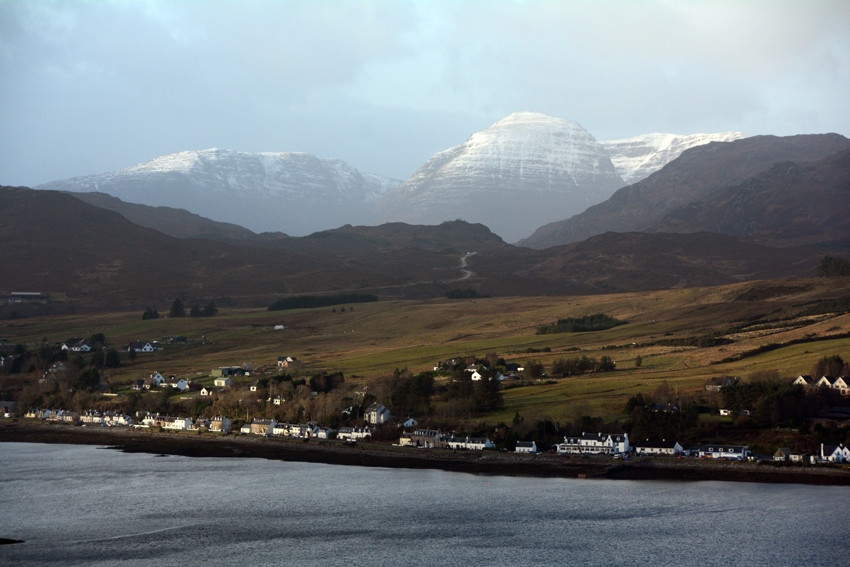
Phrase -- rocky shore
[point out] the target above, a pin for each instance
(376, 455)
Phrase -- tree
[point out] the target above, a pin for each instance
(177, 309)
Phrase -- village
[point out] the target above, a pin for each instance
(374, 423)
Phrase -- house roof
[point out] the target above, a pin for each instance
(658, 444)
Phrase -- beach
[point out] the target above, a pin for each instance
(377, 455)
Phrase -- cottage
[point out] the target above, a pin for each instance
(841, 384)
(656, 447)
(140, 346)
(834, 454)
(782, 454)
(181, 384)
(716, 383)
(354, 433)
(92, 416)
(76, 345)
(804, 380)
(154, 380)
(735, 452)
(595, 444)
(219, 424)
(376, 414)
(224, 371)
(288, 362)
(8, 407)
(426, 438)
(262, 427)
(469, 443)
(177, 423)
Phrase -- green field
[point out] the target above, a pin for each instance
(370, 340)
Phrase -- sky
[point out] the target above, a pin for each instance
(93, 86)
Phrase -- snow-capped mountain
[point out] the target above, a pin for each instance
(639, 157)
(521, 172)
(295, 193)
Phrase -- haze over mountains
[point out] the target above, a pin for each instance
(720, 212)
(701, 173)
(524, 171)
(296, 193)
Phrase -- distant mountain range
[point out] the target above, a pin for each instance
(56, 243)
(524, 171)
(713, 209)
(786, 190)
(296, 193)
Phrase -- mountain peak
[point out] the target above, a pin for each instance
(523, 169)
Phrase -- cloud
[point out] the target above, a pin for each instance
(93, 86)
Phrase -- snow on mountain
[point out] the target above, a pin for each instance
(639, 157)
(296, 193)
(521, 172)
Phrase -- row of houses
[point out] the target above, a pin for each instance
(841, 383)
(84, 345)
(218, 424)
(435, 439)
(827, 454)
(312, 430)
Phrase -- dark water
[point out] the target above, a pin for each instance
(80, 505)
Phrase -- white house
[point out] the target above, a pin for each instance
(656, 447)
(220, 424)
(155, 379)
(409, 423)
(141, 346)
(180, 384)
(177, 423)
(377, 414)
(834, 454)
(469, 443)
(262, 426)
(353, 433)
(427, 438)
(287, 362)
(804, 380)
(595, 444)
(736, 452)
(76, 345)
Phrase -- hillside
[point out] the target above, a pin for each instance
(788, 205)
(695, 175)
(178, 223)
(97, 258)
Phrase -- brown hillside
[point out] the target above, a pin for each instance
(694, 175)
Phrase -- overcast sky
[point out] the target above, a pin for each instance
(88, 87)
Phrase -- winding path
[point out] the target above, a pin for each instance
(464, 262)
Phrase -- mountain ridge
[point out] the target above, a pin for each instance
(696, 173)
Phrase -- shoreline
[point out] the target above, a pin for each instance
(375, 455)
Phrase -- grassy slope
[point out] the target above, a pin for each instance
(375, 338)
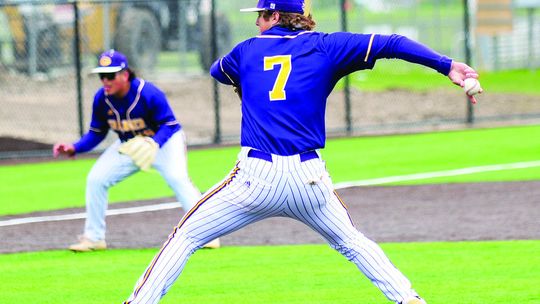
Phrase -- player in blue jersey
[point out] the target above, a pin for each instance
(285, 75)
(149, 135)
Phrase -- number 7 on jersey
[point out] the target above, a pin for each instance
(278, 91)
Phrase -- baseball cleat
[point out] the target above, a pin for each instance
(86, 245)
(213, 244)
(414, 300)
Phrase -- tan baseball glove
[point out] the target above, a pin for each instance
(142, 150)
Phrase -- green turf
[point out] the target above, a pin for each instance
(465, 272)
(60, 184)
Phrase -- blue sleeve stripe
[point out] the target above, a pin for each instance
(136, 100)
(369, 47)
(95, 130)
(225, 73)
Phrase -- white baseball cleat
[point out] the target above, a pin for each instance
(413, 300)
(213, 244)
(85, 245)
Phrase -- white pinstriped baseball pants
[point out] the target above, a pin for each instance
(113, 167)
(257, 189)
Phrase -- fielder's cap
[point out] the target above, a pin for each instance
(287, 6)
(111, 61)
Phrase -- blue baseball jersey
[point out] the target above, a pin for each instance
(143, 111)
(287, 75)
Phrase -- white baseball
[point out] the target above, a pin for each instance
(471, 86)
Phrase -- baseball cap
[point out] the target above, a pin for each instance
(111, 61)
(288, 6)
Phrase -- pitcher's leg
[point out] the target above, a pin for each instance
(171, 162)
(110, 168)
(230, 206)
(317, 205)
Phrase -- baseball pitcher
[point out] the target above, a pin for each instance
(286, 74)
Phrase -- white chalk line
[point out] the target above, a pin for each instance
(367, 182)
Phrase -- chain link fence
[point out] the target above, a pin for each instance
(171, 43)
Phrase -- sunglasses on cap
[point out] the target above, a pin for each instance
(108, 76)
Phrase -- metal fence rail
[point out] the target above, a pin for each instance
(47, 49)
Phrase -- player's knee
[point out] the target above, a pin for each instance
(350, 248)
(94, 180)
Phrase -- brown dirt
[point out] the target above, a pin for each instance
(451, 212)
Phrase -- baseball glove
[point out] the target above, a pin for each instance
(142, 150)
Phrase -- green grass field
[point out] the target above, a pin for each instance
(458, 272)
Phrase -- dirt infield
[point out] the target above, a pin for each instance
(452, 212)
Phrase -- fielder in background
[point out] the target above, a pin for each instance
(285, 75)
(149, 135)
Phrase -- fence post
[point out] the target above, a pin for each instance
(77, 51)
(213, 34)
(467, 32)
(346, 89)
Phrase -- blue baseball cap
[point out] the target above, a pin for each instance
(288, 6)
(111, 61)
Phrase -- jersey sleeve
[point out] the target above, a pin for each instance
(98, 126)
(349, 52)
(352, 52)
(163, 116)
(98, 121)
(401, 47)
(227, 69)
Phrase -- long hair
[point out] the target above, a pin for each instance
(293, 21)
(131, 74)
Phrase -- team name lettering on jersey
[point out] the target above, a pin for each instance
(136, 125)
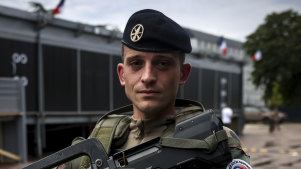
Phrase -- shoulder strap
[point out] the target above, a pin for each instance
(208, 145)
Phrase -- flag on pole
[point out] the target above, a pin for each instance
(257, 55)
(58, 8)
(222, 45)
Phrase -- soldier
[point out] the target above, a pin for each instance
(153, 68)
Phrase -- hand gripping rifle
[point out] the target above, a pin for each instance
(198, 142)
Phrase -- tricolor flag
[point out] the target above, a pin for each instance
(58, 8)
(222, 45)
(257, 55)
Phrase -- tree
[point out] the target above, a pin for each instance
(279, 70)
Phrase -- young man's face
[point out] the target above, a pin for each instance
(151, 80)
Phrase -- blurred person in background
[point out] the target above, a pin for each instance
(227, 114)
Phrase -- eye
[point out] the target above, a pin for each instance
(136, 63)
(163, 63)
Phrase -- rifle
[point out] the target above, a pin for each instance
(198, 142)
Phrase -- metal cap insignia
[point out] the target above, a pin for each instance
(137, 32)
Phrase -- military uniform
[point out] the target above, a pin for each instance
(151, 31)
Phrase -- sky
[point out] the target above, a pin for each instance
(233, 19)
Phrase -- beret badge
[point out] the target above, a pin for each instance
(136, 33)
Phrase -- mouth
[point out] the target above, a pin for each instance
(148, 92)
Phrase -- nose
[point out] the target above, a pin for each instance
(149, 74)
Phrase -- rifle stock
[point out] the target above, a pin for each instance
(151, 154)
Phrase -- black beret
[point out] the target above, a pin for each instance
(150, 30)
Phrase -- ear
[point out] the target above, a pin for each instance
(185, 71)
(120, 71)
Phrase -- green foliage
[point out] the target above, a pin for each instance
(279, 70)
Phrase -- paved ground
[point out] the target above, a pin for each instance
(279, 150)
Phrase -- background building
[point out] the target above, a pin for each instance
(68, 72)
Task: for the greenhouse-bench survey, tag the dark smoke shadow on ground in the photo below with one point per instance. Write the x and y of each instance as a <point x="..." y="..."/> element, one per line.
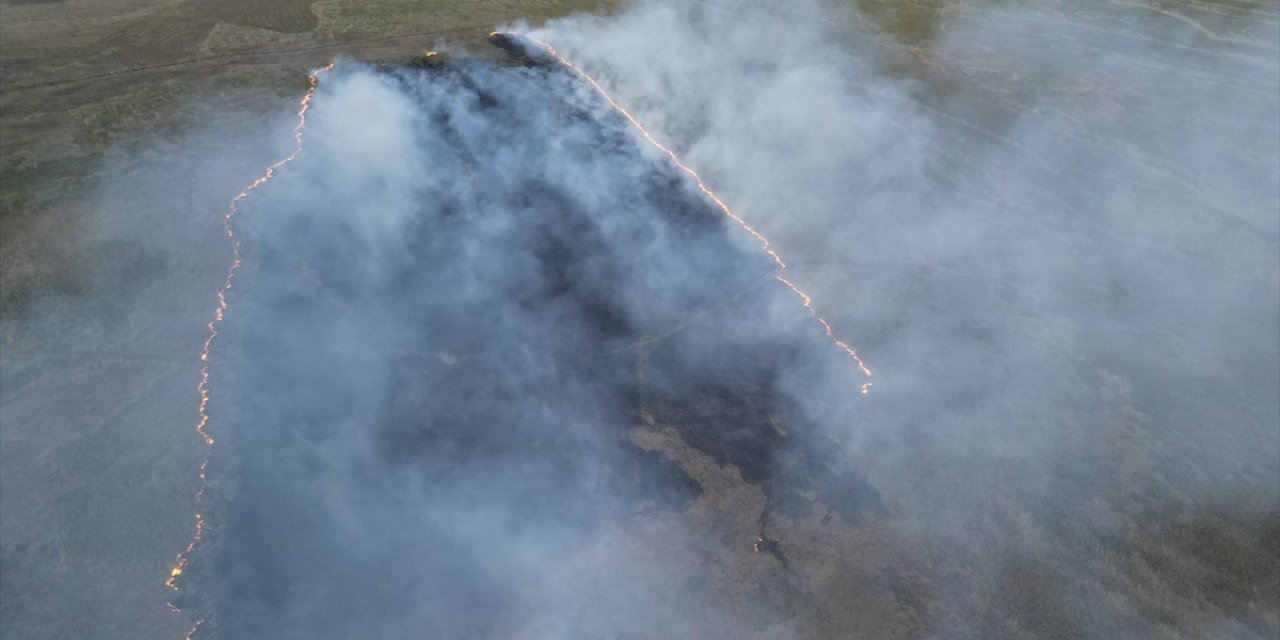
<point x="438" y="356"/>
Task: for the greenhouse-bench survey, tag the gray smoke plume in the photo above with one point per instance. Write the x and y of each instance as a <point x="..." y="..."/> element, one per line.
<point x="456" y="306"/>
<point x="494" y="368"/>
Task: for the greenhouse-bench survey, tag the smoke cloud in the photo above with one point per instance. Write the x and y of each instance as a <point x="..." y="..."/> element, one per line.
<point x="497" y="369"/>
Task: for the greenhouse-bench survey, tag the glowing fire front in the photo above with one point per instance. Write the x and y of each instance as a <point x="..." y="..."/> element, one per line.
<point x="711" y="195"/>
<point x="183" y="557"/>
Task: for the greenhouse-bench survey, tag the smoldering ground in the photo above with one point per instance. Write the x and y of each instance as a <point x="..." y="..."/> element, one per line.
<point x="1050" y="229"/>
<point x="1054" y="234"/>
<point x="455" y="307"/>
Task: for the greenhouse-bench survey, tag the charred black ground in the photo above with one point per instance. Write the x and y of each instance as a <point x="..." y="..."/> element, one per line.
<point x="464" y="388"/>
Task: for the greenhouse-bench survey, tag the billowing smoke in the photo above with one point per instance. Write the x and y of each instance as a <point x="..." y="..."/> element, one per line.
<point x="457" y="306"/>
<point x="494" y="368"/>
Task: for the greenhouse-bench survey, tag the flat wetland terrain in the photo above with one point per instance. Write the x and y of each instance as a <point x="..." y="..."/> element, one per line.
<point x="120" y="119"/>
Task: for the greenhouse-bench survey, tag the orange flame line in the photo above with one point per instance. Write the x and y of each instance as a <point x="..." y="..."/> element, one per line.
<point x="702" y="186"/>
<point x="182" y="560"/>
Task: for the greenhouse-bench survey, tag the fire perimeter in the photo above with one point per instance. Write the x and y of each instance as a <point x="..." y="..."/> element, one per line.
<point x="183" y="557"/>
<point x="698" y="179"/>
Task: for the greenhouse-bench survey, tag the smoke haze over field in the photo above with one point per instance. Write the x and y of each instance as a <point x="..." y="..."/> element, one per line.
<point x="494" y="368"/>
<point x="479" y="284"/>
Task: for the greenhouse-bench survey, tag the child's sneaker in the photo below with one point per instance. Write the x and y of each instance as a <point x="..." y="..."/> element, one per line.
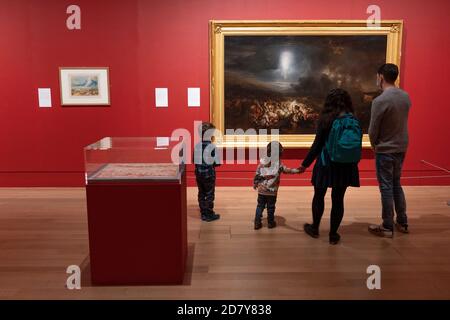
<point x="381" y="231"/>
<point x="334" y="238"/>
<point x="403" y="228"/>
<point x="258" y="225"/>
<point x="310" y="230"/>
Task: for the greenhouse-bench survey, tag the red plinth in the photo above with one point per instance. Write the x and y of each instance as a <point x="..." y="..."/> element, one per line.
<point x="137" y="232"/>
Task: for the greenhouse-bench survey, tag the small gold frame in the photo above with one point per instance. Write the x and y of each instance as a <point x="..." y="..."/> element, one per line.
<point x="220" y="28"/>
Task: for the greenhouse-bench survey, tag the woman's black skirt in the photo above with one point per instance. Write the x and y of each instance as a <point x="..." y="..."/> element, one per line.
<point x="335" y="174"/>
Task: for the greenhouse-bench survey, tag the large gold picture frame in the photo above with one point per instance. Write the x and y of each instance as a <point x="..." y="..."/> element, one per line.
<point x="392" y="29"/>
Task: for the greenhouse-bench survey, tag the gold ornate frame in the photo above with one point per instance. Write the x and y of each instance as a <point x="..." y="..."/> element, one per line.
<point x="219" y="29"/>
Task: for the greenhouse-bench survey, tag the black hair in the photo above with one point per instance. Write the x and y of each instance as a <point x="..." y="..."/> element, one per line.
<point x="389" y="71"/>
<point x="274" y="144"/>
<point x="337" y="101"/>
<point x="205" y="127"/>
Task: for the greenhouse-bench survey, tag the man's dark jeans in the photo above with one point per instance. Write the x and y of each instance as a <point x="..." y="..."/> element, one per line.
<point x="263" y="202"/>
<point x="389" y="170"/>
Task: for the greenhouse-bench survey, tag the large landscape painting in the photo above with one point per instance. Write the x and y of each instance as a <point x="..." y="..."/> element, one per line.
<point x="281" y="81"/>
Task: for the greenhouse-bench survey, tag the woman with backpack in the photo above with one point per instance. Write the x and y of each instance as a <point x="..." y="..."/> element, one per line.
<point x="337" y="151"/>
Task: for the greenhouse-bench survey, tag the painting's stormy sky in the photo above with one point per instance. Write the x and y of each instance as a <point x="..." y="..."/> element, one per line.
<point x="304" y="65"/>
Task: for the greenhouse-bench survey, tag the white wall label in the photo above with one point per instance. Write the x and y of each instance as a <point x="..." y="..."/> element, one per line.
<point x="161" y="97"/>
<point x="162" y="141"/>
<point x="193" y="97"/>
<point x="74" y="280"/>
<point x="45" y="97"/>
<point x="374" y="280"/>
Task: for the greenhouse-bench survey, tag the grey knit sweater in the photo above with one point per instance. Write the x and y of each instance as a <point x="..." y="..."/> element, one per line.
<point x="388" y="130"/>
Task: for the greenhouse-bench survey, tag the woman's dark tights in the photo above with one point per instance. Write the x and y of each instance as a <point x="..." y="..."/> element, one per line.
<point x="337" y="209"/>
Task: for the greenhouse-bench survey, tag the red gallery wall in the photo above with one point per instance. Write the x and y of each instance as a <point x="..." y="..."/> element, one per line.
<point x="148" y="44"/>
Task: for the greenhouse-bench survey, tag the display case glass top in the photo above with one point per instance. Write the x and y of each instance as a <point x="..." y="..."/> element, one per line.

Try it: Among the preceding records, how many lines include the word "metal"? Reply with the number only.

Answer section: 2